Pourtant, selon des proches du dossier, les grands arbitrages étaient déjà arrêtés. La réforme serait prévue en deux phases. Un premier texte traitant de la gouvernance de l’assurance maladie, bouclé en mai et présenté en juin à l’Assemblée, comprendrait principalement la création d’un conseil national de surveillance de l’assurance maladie coiffant l’ensemble du régime général, doublé d’un directoire général de gestion du risque. Autre nouveauté, la création d’une haute autorité en santé publique chargée de conseiller les pouvoirs publics sur les médicaments et produits de santé.

Second volet, à la rentrée cette fois. Le projet de loi de financement de la Sécurité sociale pour 2005, présenté en octobre, contiendrait les mesures économiques pour renflouer les caisses et endiguer les déficits chroniques : refonte des périmètres de remboursement et des pratiques médicales, création d’un forfait de 1 euro par ordonnance et boîte de médicaments, hausse de 0,4 % de la CRDS… Philippe Douste-Blazy sera-t-il tenté d’aller fouiller dans les cartons de son prédécesseur ?

-- OBJECTIF --
Pouvez-vous reproduire mot pour mot, dans le texte sur la réforme de l'assurance maladie, tout ce qui va de « Second volet, à » jusqu'à « son prédécesseur ? » ?

-- ENREGISTREMENTS --

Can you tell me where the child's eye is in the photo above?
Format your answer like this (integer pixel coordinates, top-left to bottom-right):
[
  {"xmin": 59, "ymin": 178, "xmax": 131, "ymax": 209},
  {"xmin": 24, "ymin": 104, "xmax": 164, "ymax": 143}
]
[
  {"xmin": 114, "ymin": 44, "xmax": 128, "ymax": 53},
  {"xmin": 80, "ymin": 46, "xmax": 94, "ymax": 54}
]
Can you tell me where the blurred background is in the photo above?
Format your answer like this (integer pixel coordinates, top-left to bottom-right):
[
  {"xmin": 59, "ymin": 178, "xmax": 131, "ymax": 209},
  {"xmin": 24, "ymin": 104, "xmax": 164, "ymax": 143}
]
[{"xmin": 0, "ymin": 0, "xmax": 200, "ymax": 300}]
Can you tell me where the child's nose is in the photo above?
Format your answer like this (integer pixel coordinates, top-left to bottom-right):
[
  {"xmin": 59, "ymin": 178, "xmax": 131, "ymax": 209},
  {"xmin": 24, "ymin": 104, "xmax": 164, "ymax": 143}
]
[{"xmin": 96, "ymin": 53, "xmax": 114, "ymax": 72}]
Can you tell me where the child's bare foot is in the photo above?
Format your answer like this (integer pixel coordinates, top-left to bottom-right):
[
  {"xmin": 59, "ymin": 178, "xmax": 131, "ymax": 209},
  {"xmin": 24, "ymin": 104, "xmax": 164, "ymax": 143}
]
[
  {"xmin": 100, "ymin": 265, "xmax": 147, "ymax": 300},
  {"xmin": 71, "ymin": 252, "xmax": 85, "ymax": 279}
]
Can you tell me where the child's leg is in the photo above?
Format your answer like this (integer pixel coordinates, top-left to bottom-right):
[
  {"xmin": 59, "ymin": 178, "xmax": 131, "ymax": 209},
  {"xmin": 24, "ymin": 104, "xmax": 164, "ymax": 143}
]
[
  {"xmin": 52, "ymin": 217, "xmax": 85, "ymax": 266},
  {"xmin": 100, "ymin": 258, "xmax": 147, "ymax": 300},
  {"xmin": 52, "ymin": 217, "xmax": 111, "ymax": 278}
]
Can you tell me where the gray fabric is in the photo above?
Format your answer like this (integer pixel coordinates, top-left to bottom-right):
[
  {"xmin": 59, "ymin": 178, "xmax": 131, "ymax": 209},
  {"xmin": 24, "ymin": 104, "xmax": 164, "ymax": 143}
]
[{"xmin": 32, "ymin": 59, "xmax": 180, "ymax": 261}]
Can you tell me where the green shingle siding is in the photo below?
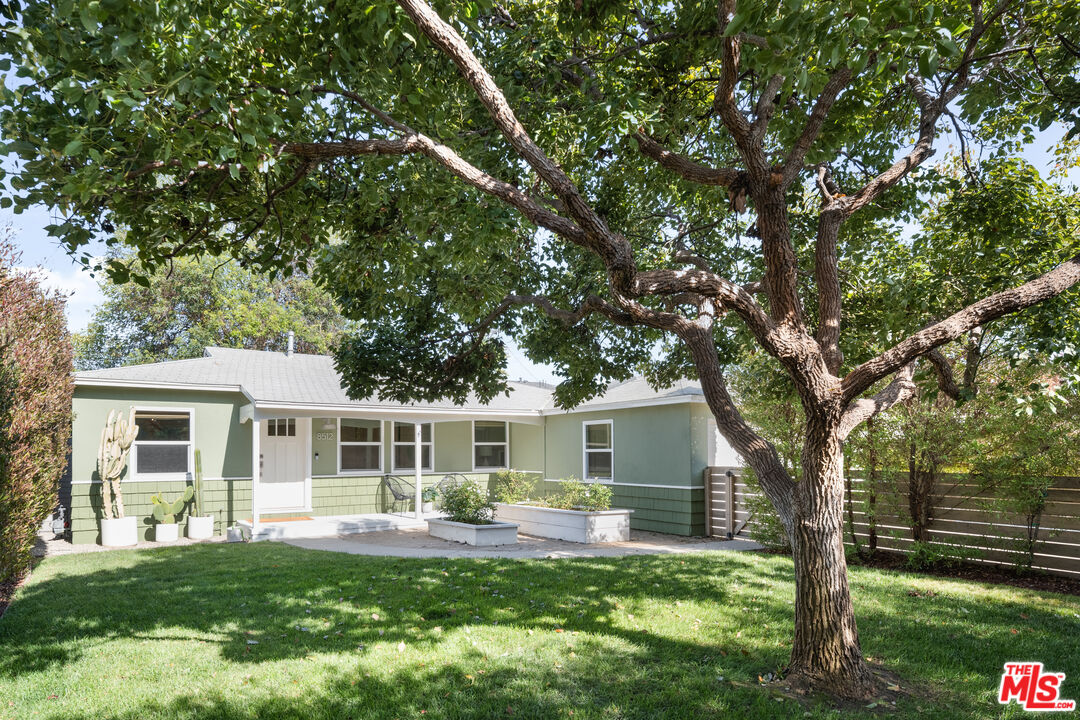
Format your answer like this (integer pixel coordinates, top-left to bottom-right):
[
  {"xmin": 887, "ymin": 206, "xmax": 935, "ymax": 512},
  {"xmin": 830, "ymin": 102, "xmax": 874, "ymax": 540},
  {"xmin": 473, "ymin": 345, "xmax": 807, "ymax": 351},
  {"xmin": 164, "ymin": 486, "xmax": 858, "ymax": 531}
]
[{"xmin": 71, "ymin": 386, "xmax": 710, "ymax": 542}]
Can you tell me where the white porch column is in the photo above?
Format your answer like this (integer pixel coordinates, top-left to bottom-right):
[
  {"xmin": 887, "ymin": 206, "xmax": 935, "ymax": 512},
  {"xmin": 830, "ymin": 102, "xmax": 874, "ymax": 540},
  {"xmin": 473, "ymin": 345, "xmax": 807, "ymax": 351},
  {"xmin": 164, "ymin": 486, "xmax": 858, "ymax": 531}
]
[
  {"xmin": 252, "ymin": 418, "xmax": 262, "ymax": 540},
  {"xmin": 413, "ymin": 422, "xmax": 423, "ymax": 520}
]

-- CORRIGÉ --
Second volet, à la rentrée cette fois. Le projet de loi de financement de la Sécurité sociale pour 2005, présenté en octobre, contiendrait les mesures économiques pour renflouer les caisses et endiguer les déficits chroniques : refonte des périmètres de remboursement et des pratiques médicales, création d’un forfait de 1 euro par ordonnance et boîte de médicaments, hausse de 0,4 % de la CRDS… Philippe Douste-Blazy sera-t-il tenté d’aller fouiller dans les cartons de son prédécesseur ?